[What this task involves]
Please return each line of the listing below exactly as written.

[Provided records]
= Beginning of Section =

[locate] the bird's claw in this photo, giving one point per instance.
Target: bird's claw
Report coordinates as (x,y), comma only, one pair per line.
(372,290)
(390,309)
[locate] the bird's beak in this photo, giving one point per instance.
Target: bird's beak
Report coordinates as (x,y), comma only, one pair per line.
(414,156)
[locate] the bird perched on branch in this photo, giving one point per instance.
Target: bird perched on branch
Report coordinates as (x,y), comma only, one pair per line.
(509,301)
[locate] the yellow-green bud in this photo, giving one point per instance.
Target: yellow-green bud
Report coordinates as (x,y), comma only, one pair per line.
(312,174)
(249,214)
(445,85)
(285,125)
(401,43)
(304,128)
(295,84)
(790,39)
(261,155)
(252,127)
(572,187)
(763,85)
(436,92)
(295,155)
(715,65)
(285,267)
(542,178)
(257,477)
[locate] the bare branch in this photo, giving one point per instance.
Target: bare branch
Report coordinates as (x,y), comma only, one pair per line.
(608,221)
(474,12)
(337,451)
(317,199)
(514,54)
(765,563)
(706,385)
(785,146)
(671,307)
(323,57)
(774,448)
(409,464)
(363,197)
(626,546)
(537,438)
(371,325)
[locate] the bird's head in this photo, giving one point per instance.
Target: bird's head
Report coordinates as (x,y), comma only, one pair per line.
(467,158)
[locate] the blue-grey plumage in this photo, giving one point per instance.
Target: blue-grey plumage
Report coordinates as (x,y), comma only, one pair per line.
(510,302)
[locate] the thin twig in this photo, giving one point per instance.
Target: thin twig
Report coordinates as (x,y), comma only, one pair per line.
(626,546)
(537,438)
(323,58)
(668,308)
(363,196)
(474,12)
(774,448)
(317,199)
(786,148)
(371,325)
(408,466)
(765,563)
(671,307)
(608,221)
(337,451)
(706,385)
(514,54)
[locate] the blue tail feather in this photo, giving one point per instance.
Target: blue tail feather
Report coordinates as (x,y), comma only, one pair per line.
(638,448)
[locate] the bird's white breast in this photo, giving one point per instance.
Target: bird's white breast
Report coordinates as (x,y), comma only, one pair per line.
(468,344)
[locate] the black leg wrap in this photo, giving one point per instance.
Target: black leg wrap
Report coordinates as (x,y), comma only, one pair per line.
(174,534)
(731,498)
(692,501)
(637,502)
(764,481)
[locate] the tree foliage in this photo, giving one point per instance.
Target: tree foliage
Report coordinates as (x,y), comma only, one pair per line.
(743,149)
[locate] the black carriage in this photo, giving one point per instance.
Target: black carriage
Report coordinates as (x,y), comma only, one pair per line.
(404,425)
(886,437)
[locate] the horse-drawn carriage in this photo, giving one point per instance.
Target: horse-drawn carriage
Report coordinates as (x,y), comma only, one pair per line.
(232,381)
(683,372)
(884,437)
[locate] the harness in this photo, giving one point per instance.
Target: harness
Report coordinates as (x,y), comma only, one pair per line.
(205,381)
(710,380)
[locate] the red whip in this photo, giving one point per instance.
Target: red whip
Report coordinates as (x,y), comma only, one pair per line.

= End of Section =

[Exercise solution]
[locate] the bird's claw in this photo, giving one point per instance.
Target: bird's claw
Report coordinates as (x,y), comma only, one pair per line.
(372,290)
(390,309)
[locate] the bird's beak in this photo, giving one point per instance.
Target: bird's beak
Report coordinates as (x,y), comma only, one pair per line.
(414,156)
[locate] the bird perched on branch in this photo, giving one point per instance.
Target: bird perched on branch
Report coordinates as (x,y), comma only, one pair per line.
(509,301)
[locate] the yellow-green bud in this photo, giving one point per instance.
Target: yellow-green bud
Report coordinates as (x,y), comma only, one pair per line.
(312,174)
(249,214)
(445,85)
(285,125)
(401,43)
(304,128)
(295,84)
(790,39)
(261,155)
(252,127)
(572,187)
(763,85)
(436,92)
(295,155)
(715,65)
(285,267)
(542,178)
(257,477)
[locate] the bare branch in this photo, giving one point per instance.
Target: bare branch
Report coordinates as (x,y), comma only, one pair per line.
(608,221)
(474,12)
(337,451)
(317,199)
(514,54)
(765,563)
(706,385)
(785,146)
(671,307)
(323,57)
(774,448)
(409,464)
(363,197)
(626,546)
(537,438)
(371,325)
[locate] the bird's head in this photo, giving one point per instance.
Target: bird's head
Report coordinates as (x,y), comma only, one pair per line.
(467,158)
[locate] the blue-grey plumage in this photo, giving one point per instance.
Target: blue-grey plumage
Report coordinates as (x,y), comma only, one pair per line.
(510,302)
[locate] the thin twig in this photo, giving one point per instance.
Target: thin twig
Report coordinates as (x,y), comma only, one pair per line.
(626,546)
(537,438)
(323,58)
(668,308)
(363,196)
(474,12)
(774,448)
(317,199)
(786,148)
(371,325)
(408,466)
(765,563)
(671,307)
(608,221)
(337,451)
(706,385)
(514,54)
[locate] the blue tail feather in this photo, giving one point per instance.
Target: blue tail feather
Report coordinates as (x,y), comma only, one pair per line.
(638,448)
[locate] the bird's white breast in this photo, giving one point per instance.
Target: bird's white breast
Report coordinates as (x,y), comma only, one pair per line.
(468,344)
[locate] the black leg wrap in this photo, giving one point per instance.
Target: black leg wrap
Report coordinates as (x,y), comma only, one pair per line.
(174,534)
(731,498)
(692,501)
(637,502)
(764,481)
[locate] the tree foliage in this photo, giving one point per instance.
Target: tree foliage
Report coordinates as (x,y), comma only, one pair per line.
(743,149)
[locate] the black carriage in this photo, giving one point per instance.
Target: black carriage
Report coordinates as (x,y), comma only, one pair per line.
(404,425)
(886,437)
[locate] the horse-drawn carriage in this photo, giving one point per instance.
Target: horse-drawn carriage
Report coordinates as (x,y), comma only, one pair per line.
(232,381)
(683,372)
(884,437)
[locate] the harness in this photo, giving one point per instance.
Target: harness
Report coordinates as (x,y), comma only, one pair per line.
(205,381)
(710,380)
[locate] the red whip in this photo, giving one point per instance.
Target: red whip
Report coordinates as (x,y), comma only, one pair per line.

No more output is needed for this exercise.